A run of records

▼▼▼

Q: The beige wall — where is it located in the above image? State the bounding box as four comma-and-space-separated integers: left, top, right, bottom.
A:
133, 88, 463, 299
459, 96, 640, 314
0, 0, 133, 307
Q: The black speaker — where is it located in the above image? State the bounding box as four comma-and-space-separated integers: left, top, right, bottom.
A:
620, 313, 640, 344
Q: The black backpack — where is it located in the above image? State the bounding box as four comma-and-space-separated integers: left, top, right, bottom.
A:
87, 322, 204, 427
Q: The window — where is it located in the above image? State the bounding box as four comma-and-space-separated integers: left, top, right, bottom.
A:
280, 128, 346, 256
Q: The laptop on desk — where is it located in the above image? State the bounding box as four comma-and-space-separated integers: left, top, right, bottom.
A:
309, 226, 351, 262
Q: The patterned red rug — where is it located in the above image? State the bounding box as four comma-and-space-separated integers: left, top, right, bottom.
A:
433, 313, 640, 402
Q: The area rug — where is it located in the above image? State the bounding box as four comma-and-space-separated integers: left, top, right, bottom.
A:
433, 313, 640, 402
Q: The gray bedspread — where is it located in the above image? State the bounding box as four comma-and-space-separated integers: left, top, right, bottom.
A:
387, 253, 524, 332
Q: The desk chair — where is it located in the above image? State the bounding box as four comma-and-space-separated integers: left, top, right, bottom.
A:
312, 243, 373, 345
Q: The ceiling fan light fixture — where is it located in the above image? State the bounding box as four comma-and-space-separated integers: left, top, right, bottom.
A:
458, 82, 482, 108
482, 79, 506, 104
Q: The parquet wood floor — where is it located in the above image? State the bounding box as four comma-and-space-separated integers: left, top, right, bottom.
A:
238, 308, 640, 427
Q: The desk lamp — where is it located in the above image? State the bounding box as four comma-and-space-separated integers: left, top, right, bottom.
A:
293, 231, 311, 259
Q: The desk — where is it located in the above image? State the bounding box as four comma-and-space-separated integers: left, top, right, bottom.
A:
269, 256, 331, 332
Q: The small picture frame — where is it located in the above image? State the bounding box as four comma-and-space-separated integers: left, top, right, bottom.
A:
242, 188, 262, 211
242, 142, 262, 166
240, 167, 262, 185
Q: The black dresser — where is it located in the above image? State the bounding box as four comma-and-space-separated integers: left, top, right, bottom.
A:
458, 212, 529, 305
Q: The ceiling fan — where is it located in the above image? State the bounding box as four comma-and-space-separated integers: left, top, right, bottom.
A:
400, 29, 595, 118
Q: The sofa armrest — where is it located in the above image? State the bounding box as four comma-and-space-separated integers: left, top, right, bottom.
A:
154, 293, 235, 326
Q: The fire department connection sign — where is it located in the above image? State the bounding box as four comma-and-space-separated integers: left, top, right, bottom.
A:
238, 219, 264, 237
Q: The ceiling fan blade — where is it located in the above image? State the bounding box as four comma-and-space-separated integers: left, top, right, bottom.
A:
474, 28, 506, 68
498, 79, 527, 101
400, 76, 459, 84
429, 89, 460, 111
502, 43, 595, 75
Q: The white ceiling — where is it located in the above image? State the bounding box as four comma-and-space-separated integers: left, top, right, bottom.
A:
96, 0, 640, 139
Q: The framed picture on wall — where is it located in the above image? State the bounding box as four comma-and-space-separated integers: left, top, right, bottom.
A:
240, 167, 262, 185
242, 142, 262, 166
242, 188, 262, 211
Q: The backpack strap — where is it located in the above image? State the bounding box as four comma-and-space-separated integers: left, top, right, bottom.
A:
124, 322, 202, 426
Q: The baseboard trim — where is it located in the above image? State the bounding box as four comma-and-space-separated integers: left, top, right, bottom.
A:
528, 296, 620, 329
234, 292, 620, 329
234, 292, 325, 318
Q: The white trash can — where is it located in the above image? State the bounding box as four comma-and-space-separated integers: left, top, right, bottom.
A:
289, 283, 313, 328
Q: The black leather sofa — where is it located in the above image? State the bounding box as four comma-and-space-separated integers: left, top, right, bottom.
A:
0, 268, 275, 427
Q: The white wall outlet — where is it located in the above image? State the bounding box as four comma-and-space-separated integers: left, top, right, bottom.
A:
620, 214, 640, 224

▲▲▲

Work required
Rewrite all the records, substituting "enclosing rectangle" for every occurrence of "bounding box" and leaving everything else unchanged.

Written answer
Q: The beige wall — where is it located in the above image? State the enclosing rectangle as four comma-and-space-separated integers: left, top, right, bottom.
A:
133, 88, 463, 299
459, 96, 640, 314
0, 0, 133, 307
Q: The black speaker — where is it located in the above image? State the enclosing rectangle as four comma-and-space-separated integers: left, top, right, bottom.
A:
620, 313, 640, 344
Q: The black backpack — where is it located in the above image? State the enclosing rectangle as four comma-and-space-separated integers: left, top, right, bottom.
A:
87, 322, 204, 427
Q: The window — where is it located in the above image? State the enclosing rectangle as four comma-and-space-separated integers: left, top, right, bottom.
A:
280, 128, 346, 256
Q: The laptop on desk — where is it located in the above image? State the enclosing rectangle as four comma-and-space-separated integers: left, top, right, bottom.
A:
309, 226, 351, 262
Q: The patterned red rug — where is it located in the above image? State the enclosing rectangle as four comma-and-space-separated integers: left, top, right, bottom.
A:
433, 313, 640, 402
Q: The area rug — where is it located in the above image? State the enclosing rectangle as four comma-and-space-separated integers: left, top, right, bottom.
A:
433, 313, 640, 402
Q: The gray bedspread — where is it located in the above image? State the enclosing rectangle as four comma-and-space-separated integers: left, top, right, bottom.
A:
387, 253, 524, 332
Q: The desk chair — where is it located in the above image? State the enclosing rectangle as four comma-and-space-separated integers: left, top, right, bottom.
A:
312, 243, 373, 345
Q: The ceiling fan light fixture — where is it located in the above image? State the enclosing rectangle as four comma-and-space-separated integers: left, top, right, bottom.
A:
458, 82, 482, 108
482, 79, 506, 104
Q: The parquet wood floor — where is it located in the above image? State the enclosing rectangle as four comma-and-space-separated integers: left, top, right, bottom.
A:
238, 308, 640, 427
Q: The desk lamp — where is it located in the above image? State the enclosing rectangle as four comma-and-space-separated integers: left, top, right, bottom.
A:
293, 231, 311, 259
Q: The desk — where is it located in the above image? State the enclosing rectangle as four comma-and-space-separated integers: left, top, right, bottom.
A:
269, 256, 331, 332
Q: The small picture frame — where is it located in the above image? State the enclosing rectangle as four comma-and-space-separated integers: left, top, right, bottom.
A:
242, 188, 262, 211
242, 142, 262, 166
240, 167, 262, 185
Q: The black dresser — where is it located in the above image? State the enclosing rectangle as four comma-and-space-separated integers: left, top, right, bottom.
A:
458, 212, 529, 305
Q: The ceiling fan — where is it located in the above image? State the enclosing rectangle as four comma-and-space-separated integers: left, top, right, bottom.
A:
400, 29, 595, 118
Q: The sofa armrest — where is it located in the above image? State the enclosing rectangle as four comma-and-space-separated integers: left, top, right, bottom.
A:
154, 293, 235, 326
Q: The fire department connection sign — where is it located in the above image? State the enclosing rectangle as four comma-and-space-separated integers: left, top, right, bottom.
A:
238, 219, 264, 237
Q: The ceiling fan blade — where is it located in the above image? State the enclosing rectangle as four comma-and-space-separated integers: left, top, right, bottom.
A:
474, 28, 506, 68
498, 79, 527, 101
400, 76, 459, 84
429, 89, 460, 111
502, 43, 595, 75
Q: The white ceiling — where is it located in the above image? State the enclosing rectangle as four comma-and-space-separated integers: left, top, right, bottom.
A:
96, 0, 640, 139
Q: The framed picture on wall — where is it located in the above image? State the enclosing rectangle as four comma-and-space-separated integers: left, top, right, bottom.
A:
240, 167, 262, 185
242, 142, 262, 166
242, 188, 262, 211
Q: The backpack strap — where is it located in the above image? State the enclosing rectangle as four comma-and-space-separated integers: left, top, right, bottom.
A:
124, 322, 202, 426
Q: The baseboard trim — where is it located in the above image? State the enclosing rectangle as four comma-and-space-separated integers: left, top, right, bottom.
A:
528, 296, 620, 329
234, 292, 620, 329
234, 292, 325, 318
Q: The white trash can — where is it located in the above image? State the enclosing rectangle as four comma-and-space-separated integers: left, top, right, bottom.
A:
289, 283, 313, 328
Q: The black leather sofa — where is it located in the above image? State the enclosing rectangle as four comma-and-space-separated integers: left, top, right, bottom.
A:
0, 268, 275, 427
Q: The white wall outlet — where is it located in the above image? State the enclosing rectangle as four comma-and-space-separated integers: left, top, right, bottom.
A:
620, 214, 640, 224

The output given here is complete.